Ces derniers 2-3 ans j’ai commencé à lire assez beaucoup en français. D’abord il s’agissait des livres faciles à lire, dans des genres où je me sens chez moi, comme la fantaisie ou la science-fiction. Mais récemment j’ai commencé aussi à vouloir pouvoir écrire mieux en français, pour traduire mes propres écrits ou même pour me lancer dans l’écriture de quelque chose complètement nouvelle en français. J’ai commencé à vouloir acquérir un sens beaucoup plus developpé pour la beauté et la nuance de la langue française.

Voilà pourquoi, il y a une semaine, je me suis mis à lire “Madame Bovary” de Gustave Flaubert. Bien sûr je connais déjà le livre de réputation – je suis grand amateur de la littérature du 19ème siècle, et l’importance et l’impact du premier roman de Flaubert sont difficiles à exagérer. Mais je ne l’ai jamais lu, jusqu’à maintenant.

Ce matin, tout inattendu, j’ai fini le roman. Je pensais que j’avais lu la moitié, mais non – tout d’un coup, j’avais tout fini. Comment ça? Eh bien, bref, en lisant le roman, cette semaine, j’ai été victime de “l’effet Kindle”. C’est la première fois que cet effet étrange – et tellement nouveau – a eu un impact si fort sur mon expérience de lecture. Laissez-moi expliquer…

Quand on lit sur un Kindle, bien sûr, l’affichage du “pourcentage du livre lu” est le seul dispositif à la disposition du lecteur pour jauger son progrès dans le livre. Avec un livre physique, on a les deux parties du livre dans la main – la partie lue, à la gauche; et, à la droite, la partie qui reste à lire (ou à l’envers si on lit en japonais, etc). C’est quelque chose dont on est peu conscient, mais quand même ce petit indice tactile fournit une indication vitale de la quantité des pages qu’on doit encore lire.

◆ **Votre objectif**: Relevez tous les noms propres présents dans le texte fourni, en citant chaque nom une seule fois.

◆ **Segment de données**:
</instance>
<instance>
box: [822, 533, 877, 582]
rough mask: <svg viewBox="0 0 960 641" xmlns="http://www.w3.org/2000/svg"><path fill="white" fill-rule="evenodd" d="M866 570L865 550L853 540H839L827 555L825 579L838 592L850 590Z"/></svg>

◆ **Solution proposée**: Les noms propres du texte fourni sont « Madame Bovary », Gustave Flaubert et Kindle.